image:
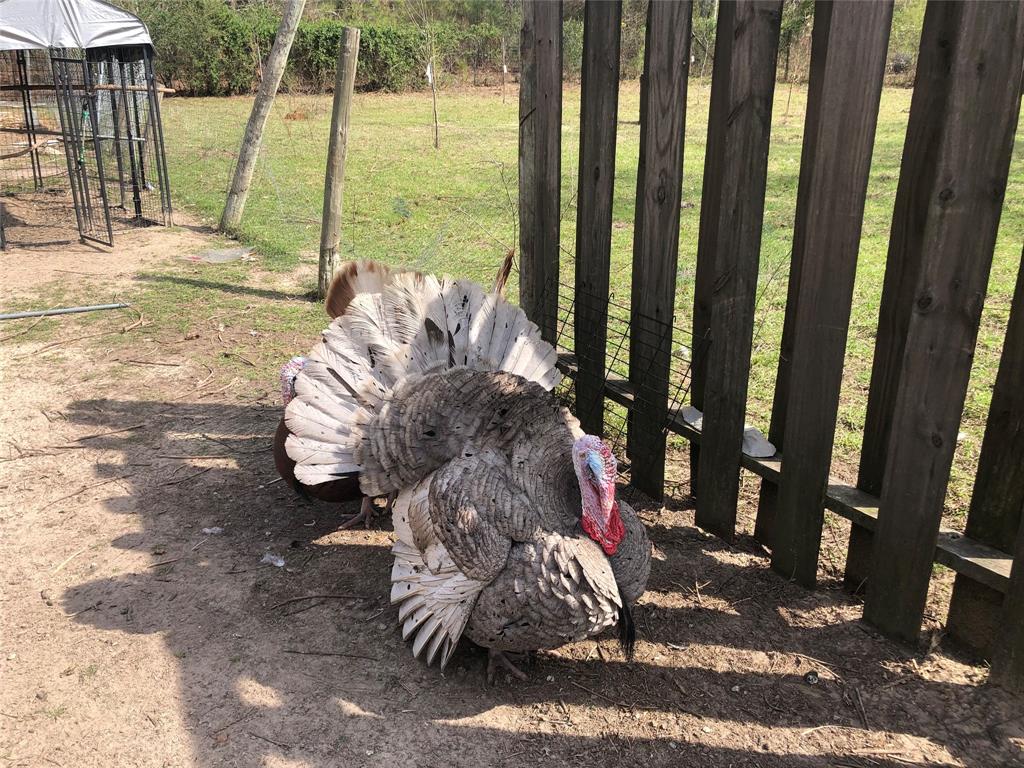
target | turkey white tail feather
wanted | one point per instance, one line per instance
(352, 279)
(434, 598)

————

» Task description:
Rescale the material above. Write all of its lines again, requests included, but multiply every coordinate in the answers by 1.7 and round each result to a whole number, with halves rounded up. Leave the pictures out of your answer.

» Answer to this problem:
image:
target | turkey white tail feather
wanted | one point per instance, one line per instance
(598, 474)
(738, 1017)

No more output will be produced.